SECURITIES AND EXCHANGE COMMISSION

Washington, D.C. 20549

 

_________________

 

FORM 8-K

_________________

Current Report

Pursuant To Section 13 or 15 (d) of the Securities Exchange Act of 1934

 

 

Date of Report (date of earliest event reported):

 

MARCH 30, 2021

 

_______________________________

EMPIRE PETROLEUM CORPORATION

(Exact name of registrant as specified in its charter)

_______________________________

 

Delaware 001-16653 73-1238709
(State or Other Jurisdiction (Commission (I.R.S. Employer
of Incorporation) File Number) Identification No.)

 

2200 S. Utica Place, Suite 150, Tulsa Oklahoma 74114

(Address of Principal Executive Offices) (Zip Code)

 

(539) 444-8002

(Registrant’s telephone number, including area code)

 

 

(Former name or former address, if changed since last report)

 

Check the appropriate box below if the Form 8-K filing is intended to simultaneously satisfy the filing obligation of the registrant under any of the following provisions:

Written communications pursuant to Rule 425 under the Securities Act (17 CFR 230.425)
Soliciting material pursuant to Rule 14a-12 under the Exchange Act (17 CFR 240.14a-12)
Pre-commencement communications pursuant to Rule 14d-2(b) under the Exchange Act (17 CFR 240.14d-2(b))
Pre-commencement communications pursuant to Rule 13e-4(c) under the Exchange Act (17 CFR 240.13e-4(c))

  

Securities registered pursuant to Section 12(b) of the Act:

Title of each class Trading Symbol(s) Name of each exchange on which registered

None

EMPR

None

 

Indicate by check mark whether the registrant is an emerging growth company as defined in Rule 405 of the Securities Act of 1933 (§230.405 of this chapter) or Rule 12b-2 of the Securities Exchange Act of 1934 (§240.12b-2 of this chapter).

Emerging growth company ☐

If an emerging growth company, indicate by check mark if the registrant has elected not to use the extended transition period for complying with any new or revised financial accounting standards provided pursuant to Section 13(a) of the Exchange Act. ☐

 

 

Item 1.01Entry into a Material Definitive Agreement.

 

See the description of the Securities Documents in Item 3.02 below, which information is incorporated by reference into this Item 1.01.

 

 

Item 3.02Unregistered Sales of Equity Securities.

PROVIDED DATA:
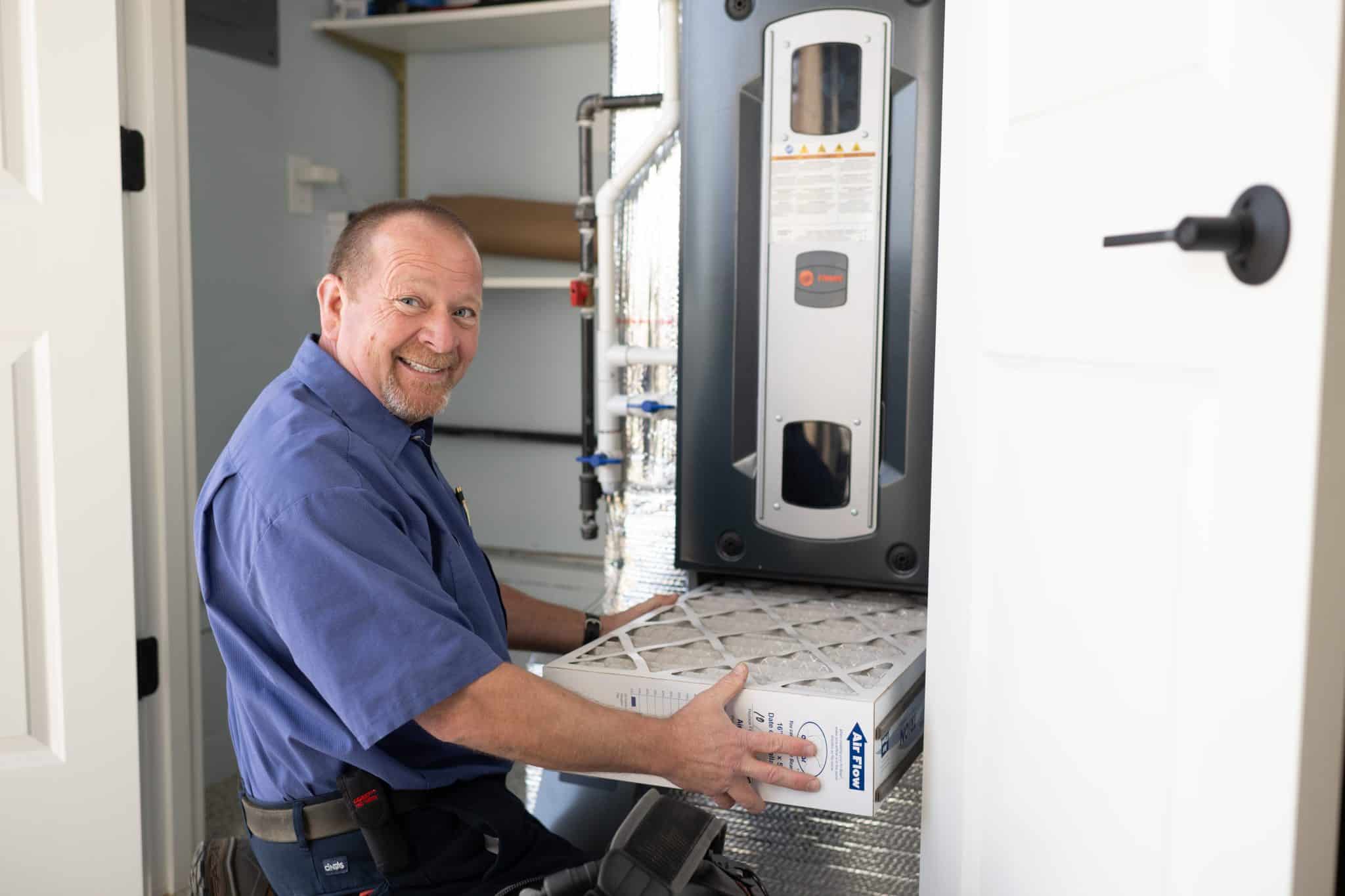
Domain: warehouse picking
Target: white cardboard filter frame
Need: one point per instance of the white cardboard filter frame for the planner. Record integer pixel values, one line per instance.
(841, 668)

WORK INSTRUCTIONS:
1. Revise the Form 8-K filing between "If an emerging" and "Material Definitive Agreement.", inclusive, replacing "extended transition period" with "longer transition period".
2. What telephone number does the Form 8-K filing give for the registrant?
None of the material is needed here.

SOLUTIONS:
1.
If an emerging growth company, indicate by check mark if the registrant has elected not to use the longer transition period for complying with any new or revised financial accounting standards provided pursuant to Section 13(a) of the Exchange Act. ☐

 

 

Item 1.01Entry into a Material Definitive Agreement.

2. (539) 444-8002